**WRITTEN EXERCISE 1**
Using the passage on Permian crude oil pipelines below, state whether each statement agrees with it: (a) the Brent-WTI spread averaged US$4/b before mid-2018; (b) about 2.6 mmb/d of Permian pipeline capacity is still in the planning stages; (c) a record 3,722 wells were drilled in the Permian this year but never opened. Answer yes or no for each, and quote the deciding words.

=== PASSAGE SHOWN ===

The stakes are high. Even though the US is poised to reach some 12 mmb/d of crude oil production next year – more than half of that coming from shale oil formations – it could be producing a lot more. This has already caused the Brent-WTI spread to widen to a constant US$10/b since mid-2018 – when the Permian’s pipeline bottlenecks first became critical – from an average of US$4/b prior to that. It is even more dramatic in the Permian itself, where crude is selling at a US$10-16/b discount to Houston WTI, with trends pointing to the spread going as wide as US$20/b soon. Estimates suggest that a record 3,722 wells were drilled in the Permian this year but never opened because the oil could not be brought to market. This is part of the reason why the US active rig count hasn’t increased as much as would have been expected when crude prices were trending towards US$80/b – there’s no point in drilling if you can’t sell.
Assistance is on the way. Between now and 2020, estimates suggest that some 2.6 mmb/d of pipeline capacity across several projects will come onstream, with an additional 1 mmb/d in the planning stages. Add this to the existing 3.1 mmb/d of takeaway capacity (and 300,000 b/d of local refining) and Permian shale oil output currently dammed away by a wall of fixed capacity could double in size when freed to make it to market.

===

**WRITTEN EXERCISE 2**
Count the lines in the rows below that contain the string "mock", and give only the number.

=== RECORDS SHOWN ===

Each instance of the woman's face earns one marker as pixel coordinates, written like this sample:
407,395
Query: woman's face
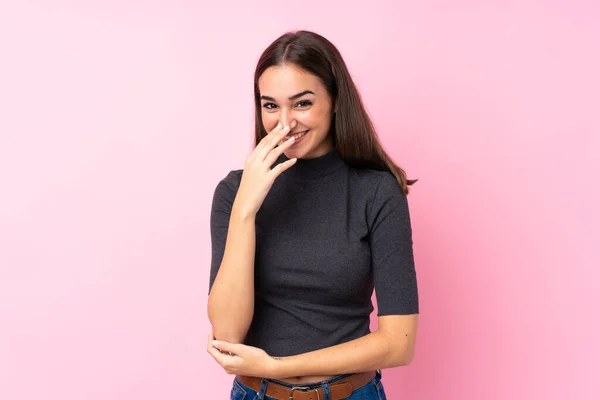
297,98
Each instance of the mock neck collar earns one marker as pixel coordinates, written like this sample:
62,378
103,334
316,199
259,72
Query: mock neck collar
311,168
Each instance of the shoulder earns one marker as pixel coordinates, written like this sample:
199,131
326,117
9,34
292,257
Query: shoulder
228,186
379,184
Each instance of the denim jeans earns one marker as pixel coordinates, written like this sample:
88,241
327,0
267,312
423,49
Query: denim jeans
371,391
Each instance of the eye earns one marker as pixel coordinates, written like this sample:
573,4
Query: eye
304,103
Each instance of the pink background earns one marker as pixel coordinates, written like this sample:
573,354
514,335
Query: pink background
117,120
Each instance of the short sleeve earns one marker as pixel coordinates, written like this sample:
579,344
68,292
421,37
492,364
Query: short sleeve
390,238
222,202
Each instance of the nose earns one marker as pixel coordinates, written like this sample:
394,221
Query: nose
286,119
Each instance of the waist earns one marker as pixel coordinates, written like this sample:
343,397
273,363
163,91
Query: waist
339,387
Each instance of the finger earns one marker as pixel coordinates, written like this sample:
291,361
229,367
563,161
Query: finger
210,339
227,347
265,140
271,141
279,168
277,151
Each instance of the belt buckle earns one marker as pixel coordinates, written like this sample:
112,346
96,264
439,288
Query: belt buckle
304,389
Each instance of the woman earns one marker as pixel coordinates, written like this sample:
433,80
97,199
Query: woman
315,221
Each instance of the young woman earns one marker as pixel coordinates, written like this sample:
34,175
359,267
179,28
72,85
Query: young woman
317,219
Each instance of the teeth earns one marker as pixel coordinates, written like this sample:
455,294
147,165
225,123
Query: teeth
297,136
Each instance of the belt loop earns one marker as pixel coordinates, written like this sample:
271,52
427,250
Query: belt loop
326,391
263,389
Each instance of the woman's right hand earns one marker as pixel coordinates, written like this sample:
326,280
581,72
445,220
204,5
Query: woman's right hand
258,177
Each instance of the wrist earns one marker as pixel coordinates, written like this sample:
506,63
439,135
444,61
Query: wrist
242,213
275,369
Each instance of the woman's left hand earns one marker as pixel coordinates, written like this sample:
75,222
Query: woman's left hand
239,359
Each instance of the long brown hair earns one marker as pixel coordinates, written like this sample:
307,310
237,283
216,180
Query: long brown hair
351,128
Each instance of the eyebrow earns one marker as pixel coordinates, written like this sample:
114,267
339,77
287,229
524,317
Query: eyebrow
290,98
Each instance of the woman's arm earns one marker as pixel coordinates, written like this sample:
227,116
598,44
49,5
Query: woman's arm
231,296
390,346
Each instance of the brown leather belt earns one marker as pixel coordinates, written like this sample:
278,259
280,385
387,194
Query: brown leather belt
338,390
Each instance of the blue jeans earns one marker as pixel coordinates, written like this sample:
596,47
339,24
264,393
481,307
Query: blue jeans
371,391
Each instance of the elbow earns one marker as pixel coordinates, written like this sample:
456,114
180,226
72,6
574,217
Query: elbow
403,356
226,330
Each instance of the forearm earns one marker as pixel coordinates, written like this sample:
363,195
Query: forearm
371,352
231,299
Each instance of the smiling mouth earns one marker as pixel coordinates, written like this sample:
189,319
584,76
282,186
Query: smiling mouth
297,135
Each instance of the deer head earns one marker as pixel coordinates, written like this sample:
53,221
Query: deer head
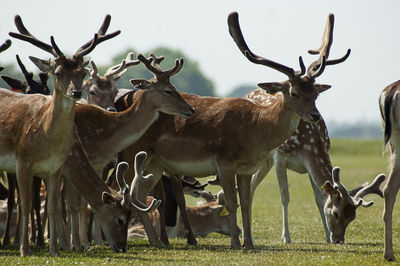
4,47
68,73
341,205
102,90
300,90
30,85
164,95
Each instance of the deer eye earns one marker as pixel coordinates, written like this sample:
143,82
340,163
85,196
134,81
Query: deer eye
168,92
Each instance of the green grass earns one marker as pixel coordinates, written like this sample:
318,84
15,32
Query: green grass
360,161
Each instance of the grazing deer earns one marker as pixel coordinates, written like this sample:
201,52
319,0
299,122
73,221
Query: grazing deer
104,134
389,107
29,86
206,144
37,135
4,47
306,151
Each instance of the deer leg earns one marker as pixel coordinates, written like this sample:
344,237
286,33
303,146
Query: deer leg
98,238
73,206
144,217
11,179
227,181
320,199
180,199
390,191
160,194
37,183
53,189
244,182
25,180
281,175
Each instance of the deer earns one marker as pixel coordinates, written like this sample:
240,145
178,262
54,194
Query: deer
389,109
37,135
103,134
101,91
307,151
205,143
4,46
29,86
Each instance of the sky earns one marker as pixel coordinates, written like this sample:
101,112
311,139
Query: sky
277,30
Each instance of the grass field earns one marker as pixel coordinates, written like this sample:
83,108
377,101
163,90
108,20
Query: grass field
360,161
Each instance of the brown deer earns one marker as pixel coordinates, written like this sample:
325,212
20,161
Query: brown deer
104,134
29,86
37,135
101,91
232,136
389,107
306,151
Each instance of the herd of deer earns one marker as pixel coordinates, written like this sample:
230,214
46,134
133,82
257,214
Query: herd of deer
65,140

===
=== RECORDS SHOWN ===

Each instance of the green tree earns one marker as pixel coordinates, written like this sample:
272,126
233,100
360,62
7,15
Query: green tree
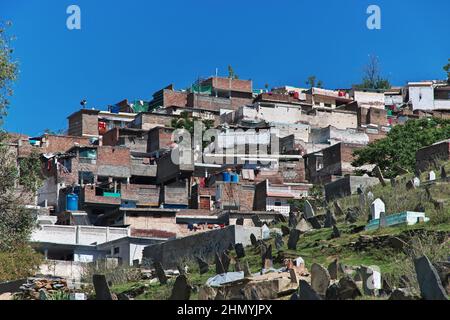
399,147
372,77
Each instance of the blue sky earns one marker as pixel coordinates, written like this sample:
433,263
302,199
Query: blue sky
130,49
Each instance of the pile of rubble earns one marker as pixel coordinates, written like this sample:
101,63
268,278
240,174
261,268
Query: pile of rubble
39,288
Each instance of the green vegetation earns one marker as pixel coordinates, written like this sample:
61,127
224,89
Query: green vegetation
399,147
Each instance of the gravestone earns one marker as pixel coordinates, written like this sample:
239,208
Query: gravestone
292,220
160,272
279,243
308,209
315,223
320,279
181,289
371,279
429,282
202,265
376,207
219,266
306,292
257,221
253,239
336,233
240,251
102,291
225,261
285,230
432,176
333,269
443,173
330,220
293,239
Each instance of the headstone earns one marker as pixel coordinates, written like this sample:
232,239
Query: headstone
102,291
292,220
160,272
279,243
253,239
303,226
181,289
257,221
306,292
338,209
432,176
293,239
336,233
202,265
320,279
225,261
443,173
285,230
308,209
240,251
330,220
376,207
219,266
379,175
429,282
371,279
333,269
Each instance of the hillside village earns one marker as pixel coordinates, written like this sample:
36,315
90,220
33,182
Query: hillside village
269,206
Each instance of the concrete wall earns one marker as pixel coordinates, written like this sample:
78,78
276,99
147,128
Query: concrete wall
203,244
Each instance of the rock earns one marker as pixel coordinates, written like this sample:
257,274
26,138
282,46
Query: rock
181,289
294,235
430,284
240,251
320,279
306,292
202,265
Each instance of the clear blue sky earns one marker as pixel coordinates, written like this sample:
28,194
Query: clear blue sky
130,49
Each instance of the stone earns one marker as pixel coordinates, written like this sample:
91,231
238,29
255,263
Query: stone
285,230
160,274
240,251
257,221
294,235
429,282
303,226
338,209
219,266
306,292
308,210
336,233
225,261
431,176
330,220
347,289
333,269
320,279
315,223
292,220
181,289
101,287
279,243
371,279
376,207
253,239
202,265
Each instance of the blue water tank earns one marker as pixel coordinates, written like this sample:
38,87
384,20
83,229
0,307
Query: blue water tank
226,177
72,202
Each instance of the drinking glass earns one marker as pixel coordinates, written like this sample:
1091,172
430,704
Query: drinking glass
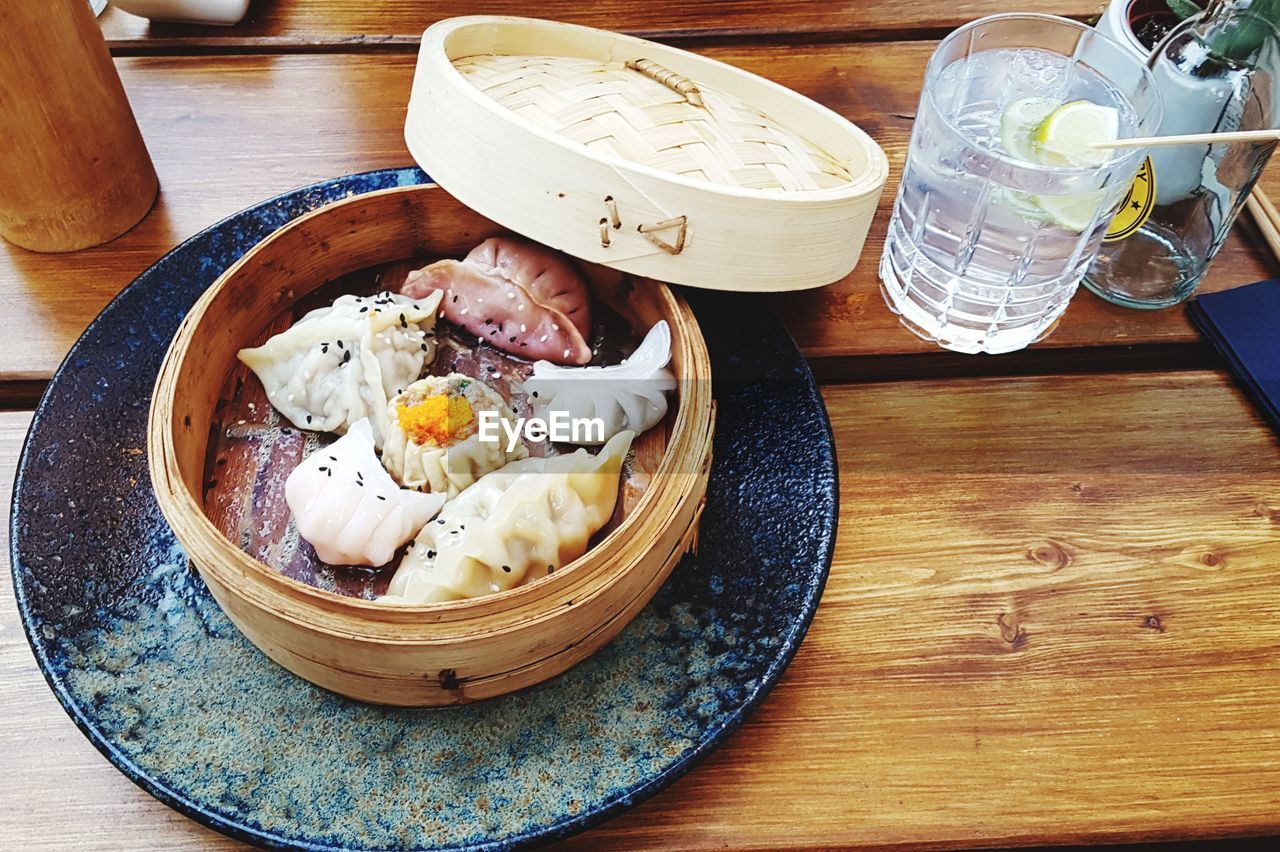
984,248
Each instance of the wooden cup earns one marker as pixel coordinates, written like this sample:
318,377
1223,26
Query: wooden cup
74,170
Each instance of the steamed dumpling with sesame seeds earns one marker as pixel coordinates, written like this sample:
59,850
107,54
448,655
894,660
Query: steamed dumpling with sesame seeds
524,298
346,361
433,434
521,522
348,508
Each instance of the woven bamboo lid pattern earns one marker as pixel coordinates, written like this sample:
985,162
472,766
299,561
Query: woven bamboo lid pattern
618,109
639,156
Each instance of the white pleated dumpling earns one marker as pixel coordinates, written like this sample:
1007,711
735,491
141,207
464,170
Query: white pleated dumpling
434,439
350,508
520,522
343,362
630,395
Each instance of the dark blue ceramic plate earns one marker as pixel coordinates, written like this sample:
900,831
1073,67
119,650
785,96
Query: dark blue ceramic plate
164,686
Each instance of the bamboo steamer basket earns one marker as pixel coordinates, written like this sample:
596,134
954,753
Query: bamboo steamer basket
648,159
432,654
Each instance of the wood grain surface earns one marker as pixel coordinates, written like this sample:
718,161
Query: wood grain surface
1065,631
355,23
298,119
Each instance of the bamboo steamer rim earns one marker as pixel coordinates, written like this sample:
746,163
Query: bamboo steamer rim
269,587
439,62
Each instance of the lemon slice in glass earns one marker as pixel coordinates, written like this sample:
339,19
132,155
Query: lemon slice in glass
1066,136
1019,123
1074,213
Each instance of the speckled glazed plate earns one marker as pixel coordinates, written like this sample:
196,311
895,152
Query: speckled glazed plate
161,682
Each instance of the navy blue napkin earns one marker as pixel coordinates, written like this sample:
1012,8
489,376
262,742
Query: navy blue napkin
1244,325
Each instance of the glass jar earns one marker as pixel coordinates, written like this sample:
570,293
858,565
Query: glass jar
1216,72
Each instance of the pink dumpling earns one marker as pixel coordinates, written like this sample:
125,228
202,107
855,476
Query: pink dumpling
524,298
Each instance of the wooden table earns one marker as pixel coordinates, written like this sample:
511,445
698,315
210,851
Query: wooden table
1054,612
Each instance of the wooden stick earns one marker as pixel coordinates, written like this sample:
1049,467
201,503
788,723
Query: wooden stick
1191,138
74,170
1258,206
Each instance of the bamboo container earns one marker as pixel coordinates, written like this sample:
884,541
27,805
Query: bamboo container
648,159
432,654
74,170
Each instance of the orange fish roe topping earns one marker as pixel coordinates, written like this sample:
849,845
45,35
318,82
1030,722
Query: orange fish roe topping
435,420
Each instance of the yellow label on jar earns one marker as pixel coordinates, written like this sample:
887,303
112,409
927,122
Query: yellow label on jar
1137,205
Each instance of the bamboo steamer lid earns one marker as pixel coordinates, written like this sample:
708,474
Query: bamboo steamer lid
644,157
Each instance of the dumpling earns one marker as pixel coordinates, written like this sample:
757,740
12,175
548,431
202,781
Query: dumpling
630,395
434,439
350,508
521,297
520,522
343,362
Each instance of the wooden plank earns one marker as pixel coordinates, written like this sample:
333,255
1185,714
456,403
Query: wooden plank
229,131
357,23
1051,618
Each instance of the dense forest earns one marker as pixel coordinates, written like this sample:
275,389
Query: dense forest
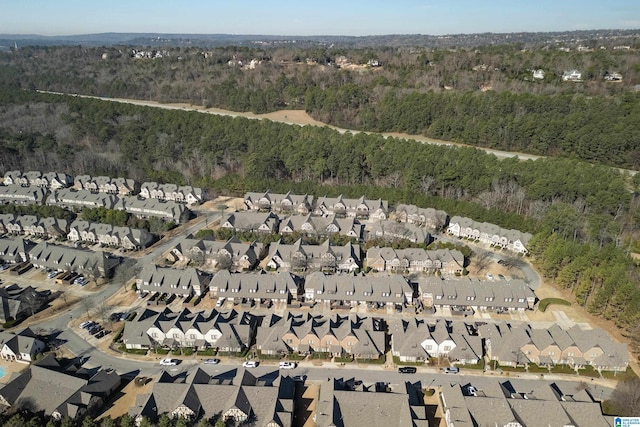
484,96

===
=== RECORDS SHOWN ===

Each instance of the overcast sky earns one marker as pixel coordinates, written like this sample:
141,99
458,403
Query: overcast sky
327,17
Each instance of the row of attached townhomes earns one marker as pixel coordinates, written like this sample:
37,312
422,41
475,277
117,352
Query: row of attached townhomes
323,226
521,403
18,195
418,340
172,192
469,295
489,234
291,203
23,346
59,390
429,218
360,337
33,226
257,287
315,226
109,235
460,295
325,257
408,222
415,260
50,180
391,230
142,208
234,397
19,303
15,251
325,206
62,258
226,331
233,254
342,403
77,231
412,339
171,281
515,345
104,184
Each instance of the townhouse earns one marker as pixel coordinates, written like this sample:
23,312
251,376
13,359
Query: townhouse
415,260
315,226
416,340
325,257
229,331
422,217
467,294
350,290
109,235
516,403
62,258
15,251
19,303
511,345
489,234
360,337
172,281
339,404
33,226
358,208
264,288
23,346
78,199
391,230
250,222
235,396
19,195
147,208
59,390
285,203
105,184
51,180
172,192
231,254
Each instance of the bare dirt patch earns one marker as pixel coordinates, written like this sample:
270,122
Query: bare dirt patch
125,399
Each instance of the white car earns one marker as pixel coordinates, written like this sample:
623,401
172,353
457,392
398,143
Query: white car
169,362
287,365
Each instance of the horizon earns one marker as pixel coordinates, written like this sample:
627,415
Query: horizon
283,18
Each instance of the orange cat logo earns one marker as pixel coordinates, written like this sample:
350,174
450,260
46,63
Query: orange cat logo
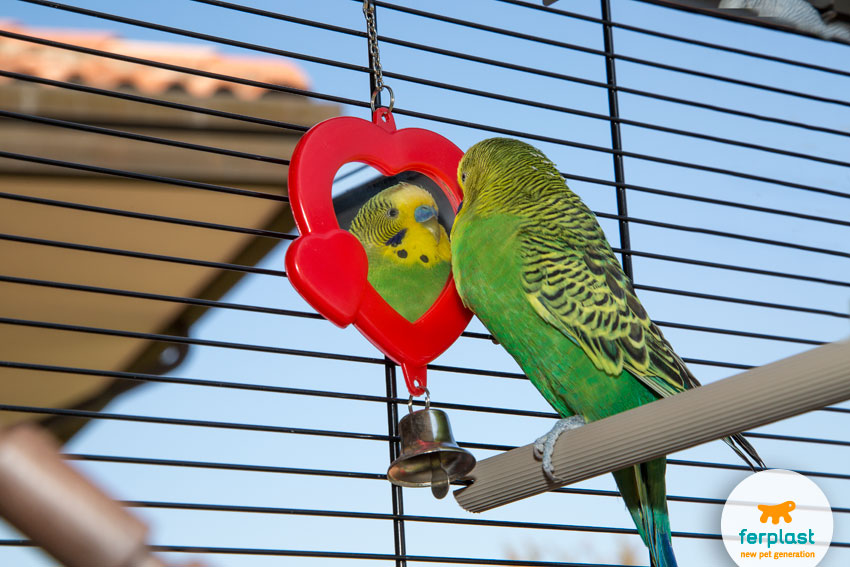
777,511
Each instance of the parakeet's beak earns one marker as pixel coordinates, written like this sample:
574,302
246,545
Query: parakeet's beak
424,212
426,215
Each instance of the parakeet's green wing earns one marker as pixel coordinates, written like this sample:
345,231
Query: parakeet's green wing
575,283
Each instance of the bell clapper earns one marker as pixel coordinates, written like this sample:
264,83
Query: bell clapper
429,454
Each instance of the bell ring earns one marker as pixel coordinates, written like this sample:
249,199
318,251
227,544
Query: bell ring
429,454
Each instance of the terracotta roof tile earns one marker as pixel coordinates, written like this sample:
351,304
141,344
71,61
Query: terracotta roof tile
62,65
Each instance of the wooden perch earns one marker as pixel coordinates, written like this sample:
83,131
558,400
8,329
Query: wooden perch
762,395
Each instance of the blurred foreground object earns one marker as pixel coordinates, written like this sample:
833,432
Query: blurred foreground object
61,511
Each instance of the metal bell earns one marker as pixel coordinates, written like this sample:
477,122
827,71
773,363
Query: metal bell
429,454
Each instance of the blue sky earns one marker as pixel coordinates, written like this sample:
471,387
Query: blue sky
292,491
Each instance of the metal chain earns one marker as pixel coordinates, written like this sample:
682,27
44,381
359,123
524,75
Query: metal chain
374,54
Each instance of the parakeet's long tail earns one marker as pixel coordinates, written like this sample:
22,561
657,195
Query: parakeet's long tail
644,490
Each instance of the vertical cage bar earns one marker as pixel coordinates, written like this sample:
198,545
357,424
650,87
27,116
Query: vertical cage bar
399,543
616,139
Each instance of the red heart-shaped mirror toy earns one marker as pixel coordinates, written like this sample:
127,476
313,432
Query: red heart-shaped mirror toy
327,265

===

**CORRECT RESPONSE 1**
(a) Yes: "from an average of US$4/b prior to that"
(b) No: "with an additional 1 mmb/d in the planning stages"
(c) Yes: "a record 3,722 wells were drilled in the Permian this year but never opened"

**CORRECT RESPONSE 2**
2